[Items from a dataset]
↓↓↓

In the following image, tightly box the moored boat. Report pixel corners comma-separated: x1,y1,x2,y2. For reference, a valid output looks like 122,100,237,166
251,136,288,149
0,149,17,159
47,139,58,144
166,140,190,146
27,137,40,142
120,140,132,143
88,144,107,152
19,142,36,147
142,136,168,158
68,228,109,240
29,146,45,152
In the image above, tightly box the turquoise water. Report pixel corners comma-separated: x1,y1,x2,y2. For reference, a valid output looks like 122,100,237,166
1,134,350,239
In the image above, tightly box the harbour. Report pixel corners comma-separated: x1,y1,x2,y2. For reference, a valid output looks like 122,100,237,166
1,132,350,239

↑↑↑

**What needs to be done**
Give every entry back unchanged. Leave none out.

**Answer to the problem**
In the following image, tightly box the moored boat. Report pixel corners comma-separated: x1,y1,x2,y2. For reference, a valid output looks like 122,100,237,166
251,136,288,149
0,149,17,159
47,139,58,144
166,140,190,146
27,137,40,142
120,140,132,143
88,144,107,152
19,142,36,147
142,136,168,158
68,228,109,240
29,146,45,152
In the image above, tightly box the turquoise water. Report pixel corners comma-separated: x1,y1,x2,y2. For reference, a valid output looks like 122,100,237,166
1,134,350,239
In the image above, tightly box the harbour. Report pixel corners comma-separated: x1,y1,x2,y2. For reference, a valid output looks like 122,100,237,166
1,132,350,239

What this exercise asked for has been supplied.